### Required work
Lay out every item below as a two-column CSV headed instruction and points, one row per item, with the item's text under instruction and its answer under points. Put each field in double quotes, replace line breaks with spaces, and leave the pictures out.

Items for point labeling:
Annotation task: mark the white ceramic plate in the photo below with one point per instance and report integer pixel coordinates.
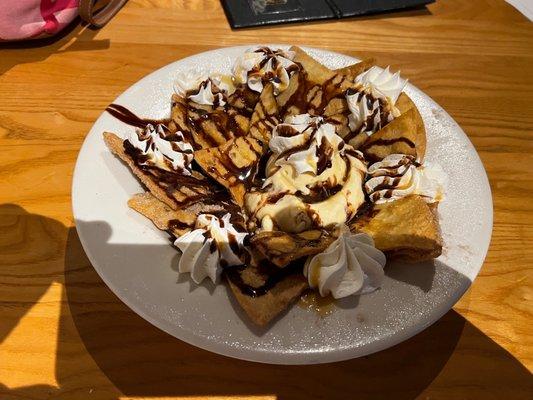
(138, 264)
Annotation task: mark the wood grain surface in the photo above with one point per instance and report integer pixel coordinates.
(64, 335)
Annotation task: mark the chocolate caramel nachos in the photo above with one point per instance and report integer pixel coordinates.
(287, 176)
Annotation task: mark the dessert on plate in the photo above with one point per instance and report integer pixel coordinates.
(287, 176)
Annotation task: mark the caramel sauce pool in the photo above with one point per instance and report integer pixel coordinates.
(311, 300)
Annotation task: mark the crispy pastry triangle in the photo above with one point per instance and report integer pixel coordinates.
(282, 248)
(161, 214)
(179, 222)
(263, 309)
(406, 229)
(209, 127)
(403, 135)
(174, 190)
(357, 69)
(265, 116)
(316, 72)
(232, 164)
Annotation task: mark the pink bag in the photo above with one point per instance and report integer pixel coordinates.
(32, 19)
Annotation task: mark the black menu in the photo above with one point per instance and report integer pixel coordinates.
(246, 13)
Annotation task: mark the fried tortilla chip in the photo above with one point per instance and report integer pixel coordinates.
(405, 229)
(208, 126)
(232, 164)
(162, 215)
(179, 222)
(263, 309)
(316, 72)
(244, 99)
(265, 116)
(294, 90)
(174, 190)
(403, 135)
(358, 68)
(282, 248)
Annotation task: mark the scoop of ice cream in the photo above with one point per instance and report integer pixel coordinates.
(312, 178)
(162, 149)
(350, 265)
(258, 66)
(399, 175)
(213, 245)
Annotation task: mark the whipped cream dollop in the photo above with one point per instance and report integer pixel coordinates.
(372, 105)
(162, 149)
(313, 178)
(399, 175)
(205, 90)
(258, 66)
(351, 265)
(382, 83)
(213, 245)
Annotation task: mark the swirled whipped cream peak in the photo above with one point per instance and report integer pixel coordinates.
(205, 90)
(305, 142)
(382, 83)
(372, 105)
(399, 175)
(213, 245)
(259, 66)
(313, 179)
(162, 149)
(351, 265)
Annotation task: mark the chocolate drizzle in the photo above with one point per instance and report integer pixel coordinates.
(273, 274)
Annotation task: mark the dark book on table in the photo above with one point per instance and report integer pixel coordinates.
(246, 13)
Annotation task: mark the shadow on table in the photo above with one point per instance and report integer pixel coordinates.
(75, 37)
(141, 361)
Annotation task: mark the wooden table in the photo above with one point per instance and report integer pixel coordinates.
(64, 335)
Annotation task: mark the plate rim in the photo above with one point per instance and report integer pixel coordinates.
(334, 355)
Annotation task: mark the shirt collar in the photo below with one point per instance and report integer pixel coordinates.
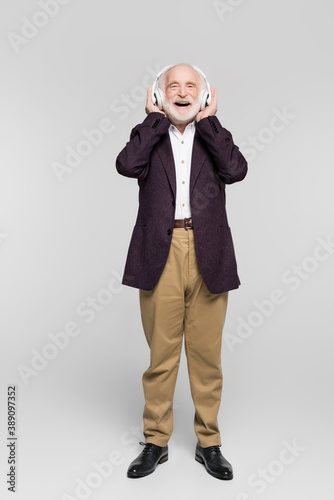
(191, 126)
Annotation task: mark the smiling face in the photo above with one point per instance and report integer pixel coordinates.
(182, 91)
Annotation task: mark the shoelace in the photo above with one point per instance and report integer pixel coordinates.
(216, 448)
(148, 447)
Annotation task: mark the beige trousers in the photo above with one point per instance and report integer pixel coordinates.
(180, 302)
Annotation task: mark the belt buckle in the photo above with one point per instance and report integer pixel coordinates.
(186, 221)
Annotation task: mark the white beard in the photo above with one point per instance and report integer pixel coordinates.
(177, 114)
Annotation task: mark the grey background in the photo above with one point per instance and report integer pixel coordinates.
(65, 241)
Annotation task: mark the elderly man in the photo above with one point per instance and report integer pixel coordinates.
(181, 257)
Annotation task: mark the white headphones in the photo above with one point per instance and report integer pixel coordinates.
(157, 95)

### Output below
instruction,points
"Annotation task: mark the white ceramic plate in the photo below with one point per instance and report integer pixel coordinates.","(138, 264)"
"Annotation task: mark the wood grain surface in the photo above with one point per instance and report integer pixel coordinates.","(64, 335)"
"Annotation task: mark the chocolate caramel nachos in the photo above with one point per instance and report integer pixel coordinates.","(287, 176)"
"Annotation task: mark the dessert on plate in the photo above with one point per instance and report integer pixel coordinates.","(287, 176)"
"Annotation task: mark the caramel sauce pool in the photo above with one point per instance and report integer pixel coordinates.","(311, 300)"
"Annotation task: mark the crispy pastry triangle in the photo above with one point per instance and report integer pixel coordinates.","(282, 248) (161, 214) (179, 222) (263, 309) (406, 229) (209, 127) (403, 135) (174, 190) (357, 69) (265, 116) (316, 72) (232, 164)"
"Annotation task: mark the pink bag in the photo above with one point per instance and report integer pixel coordinates.","(32, 19)"
"Annotation task: mark the black menu in the photo above with one point per instance and report integer pixel coordinates.","(246, 13)"
"Annotation task: mark the fried tortilla chip in the photo above with one point per instance and report integer pixel coordinates.","(405, 229) (208, 126) (232, 164) (162, 215) (179, 222) (263, 309) (316, 72) (244, 99) (265, 116) (294, 90) (174, 190) (403, 135) (358, 68) (282, 248)"
"Annotation task: mark the scoop of ice cream in the photo above with one point per instance and report integer pixel coordinates.","(312, 178) (162, 149) (350, 265) (258, 66) (399, 175) (213, 245)"
"Annotation task: mark the whipped cream dollop in the photo above with one point per instance and report integer pixel coordinates.","(372, 105) (162, 149) (313, 178) (399, 175) (205, 90) (258, 66) (351, 265) (382, 83) (213, 245)"
"Annotation task: mark the swirled whipped cream peak in the photo above with one point per instance and report integer pixel coordinates.","(205, 90) (305, 142) (382, 83) (372, 105) (399, 175) (213, 245) (259, 66) (313, 179) (162, 149) (351, 265)"
"Annotation task: mark the chocolate drizzle in the photo above with one point per instance and report integer pixel coordinates.","(273, 274)"
"Annotation task: mark the dark book on table in the photo above with one point per instance and report integer pixel coordinates.","(246, 13)"
"Annotation task: mark the shadow on table in the photo above with one point per instance and report integer pixel coordinates.","(75, 37) (141, 361)"
"Annotation task: mark the wooden table in the photo above with one point per instance and report integer pixel coordinates.","(64, 335)"
"Annotation task: mark the plate rim in the photo above with one point per instance and report integer pixel coordinates.","(334, 355)"
"Annotation task: mark the shirt collar in the photo below with one point per instance and report integer pixel coordinates.","(191, 126)"
"Annotation task: mark the smiling face in the photo above with one point per instance and report integer pixel coordinates.","(182, 91)"
"Annotation task: mark the shoelace in the photo above with one point per instance and report integer pixel coordinates.","(216, 448) (148, 447)"
"Annotation task: mark the beige trousers in the photo above with one point per instance and report integer pixel coordinates.","(180, 302)"
"Annotation task: mark the belt buckle in the photo above with one point per instance and report integer pixel coordinates.","(186, 221)"
"Annotation task: mark the white beard in the photo above with one point per instance and report integer pixel coordinates.","(177, 114)"
"Annotation task: mark the grey background in the photo above with one point per instance and report integer pixel coordinates.","(65, 241)"
"Annotation task: mark the elderly man in the photo above with one point per instance and report integer pixel coordinates.","(181, 257)"
"Annotation task: mark the white headphones in the photo above with one point per instance and report integer pixel coordinates.","(157, 95)"